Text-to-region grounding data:
____________________

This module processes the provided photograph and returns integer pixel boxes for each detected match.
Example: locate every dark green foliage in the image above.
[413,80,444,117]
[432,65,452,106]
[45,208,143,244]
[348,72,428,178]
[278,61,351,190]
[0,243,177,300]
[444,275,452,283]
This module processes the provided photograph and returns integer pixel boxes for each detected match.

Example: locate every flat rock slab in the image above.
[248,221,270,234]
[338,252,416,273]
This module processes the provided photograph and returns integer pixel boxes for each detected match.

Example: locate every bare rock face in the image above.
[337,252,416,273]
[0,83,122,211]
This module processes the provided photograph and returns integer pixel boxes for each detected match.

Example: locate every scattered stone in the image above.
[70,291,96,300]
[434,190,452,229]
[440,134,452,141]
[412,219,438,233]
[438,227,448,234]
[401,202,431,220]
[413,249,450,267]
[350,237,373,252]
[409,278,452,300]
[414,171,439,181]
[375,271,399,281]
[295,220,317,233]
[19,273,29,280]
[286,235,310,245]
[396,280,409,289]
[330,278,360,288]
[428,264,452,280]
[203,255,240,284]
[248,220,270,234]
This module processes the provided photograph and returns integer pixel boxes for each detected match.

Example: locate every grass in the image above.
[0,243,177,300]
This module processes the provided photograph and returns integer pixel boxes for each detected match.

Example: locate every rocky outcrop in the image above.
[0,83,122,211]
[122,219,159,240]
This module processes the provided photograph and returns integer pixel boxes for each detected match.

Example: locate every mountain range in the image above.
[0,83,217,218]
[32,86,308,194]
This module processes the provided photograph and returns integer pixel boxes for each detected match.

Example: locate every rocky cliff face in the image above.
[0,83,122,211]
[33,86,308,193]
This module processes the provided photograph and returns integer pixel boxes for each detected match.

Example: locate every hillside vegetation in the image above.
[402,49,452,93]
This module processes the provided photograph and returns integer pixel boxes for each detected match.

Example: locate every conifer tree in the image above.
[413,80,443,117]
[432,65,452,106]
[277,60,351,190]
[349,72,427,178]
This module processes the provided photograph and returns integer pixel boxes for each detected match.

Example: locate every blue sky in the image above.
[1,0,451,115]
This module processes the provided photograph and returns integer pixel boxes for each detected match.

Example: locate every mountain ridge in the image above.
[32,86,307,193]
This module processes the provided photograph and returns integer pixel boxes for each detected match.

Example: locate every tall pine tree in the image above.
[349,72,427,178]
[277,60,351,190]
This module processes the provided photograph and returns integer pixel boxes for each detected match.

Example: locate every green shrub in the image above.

____________________

-- Work task --
Generate an exact reproduction of all entries.

-- Result of the exercise --
This module processes the provided photograph and returns integer pixel boxes for each detected match.
Example: locate every dark green foliage in the image above.
[413,80,444,117]
[432,65,452,106]
[45,208,143,244]
[348,72,428,178]
[278,61,351,190]
[0,243,177,300]
[444,275,452,283]
This module processes the provided photograph and returns integer pixel boxes for each detected match.

Example: locate every flat rock slab in the image above.
[248,221,270,234]
[338,252,416,273]
This module processes the provided photograph and returns integer pixel boxes for each detected match.

Example: locate every bare rock face in the image above.
[337,252,416,273]
[0,83,122,211]
This module processes the provided photograph and returns integer pixel boxes for each detected match.

Example: locate every scattered stone in the image above.
[70,291,96,300]
[434,190,452,229]
[440,134,452,141]
[412,219,438,233]
[438,227,448,234]
[401,202,431,220]
[413,249,450,267]
[350,237,373,252]
[409,278,452,300]
[414,171,439,181]
[375,271,399,281]
[295,220,317,233]
[19,273,29,280]
[286,235,310,245]
[396,280,409,289]
[330,278,360,288]
[428,264,452,280]
[203,255,240,284]
[248,220,270,234]
This module processes the provided photograph and returns integer pixel boxes for each detected match.

Example: locate every grass in the image above.
[0,243,177,300]
This module processes the provided photograph and returns integer pixel boxes for each detected match.

Example: locate every rocky outcrop in the image above.
[0,83,122,211]
[122,219,159,240]
This module processes the provided photograph and returns integer pixel boxes for each detected match.

Example: locate every mountain range in the image above.
[0,83,217,218]
[32,86,308,194]
This module processes the provided photograph and returns integer pixel boxes for each detected match.

Example: locate every rocky cliff face in the image above.
[0,83,122,211]
[33,86,308,193]
This module processes the provided photograph and returns integer pixel boxes for each detected match.

Example: locate every hillside vegetation in the image above.
[402,49,452,93]
This module processes the provided photograph and returns integer pixel boxes for each detected match.

Example: locate every conifer tree in the image above.
[413,80,443,117]
[432,65,452,106]
[277,60,351,190]
[349,72,427,178]
This module processes the provided photograph and returns integer pixel boxes for each detected match.

Example: locate every blue sky in the image above.
[1,0,451,115]
This module processes the provided photograph and returns integer pixel boxes for each detected match.

Example: locate every mountain ridge in the image above.
[32,86,307,193]
This module processes the provided photograph and returns integer pixel boxes for each detected match.

Example: locate every tall pine tree in the image above.
[349,72,427,178]
[277,60,351,190]
This module processes the provided photograph and returns integer pixel boxes for each detected match.

Example: locate every green shrub in the image above.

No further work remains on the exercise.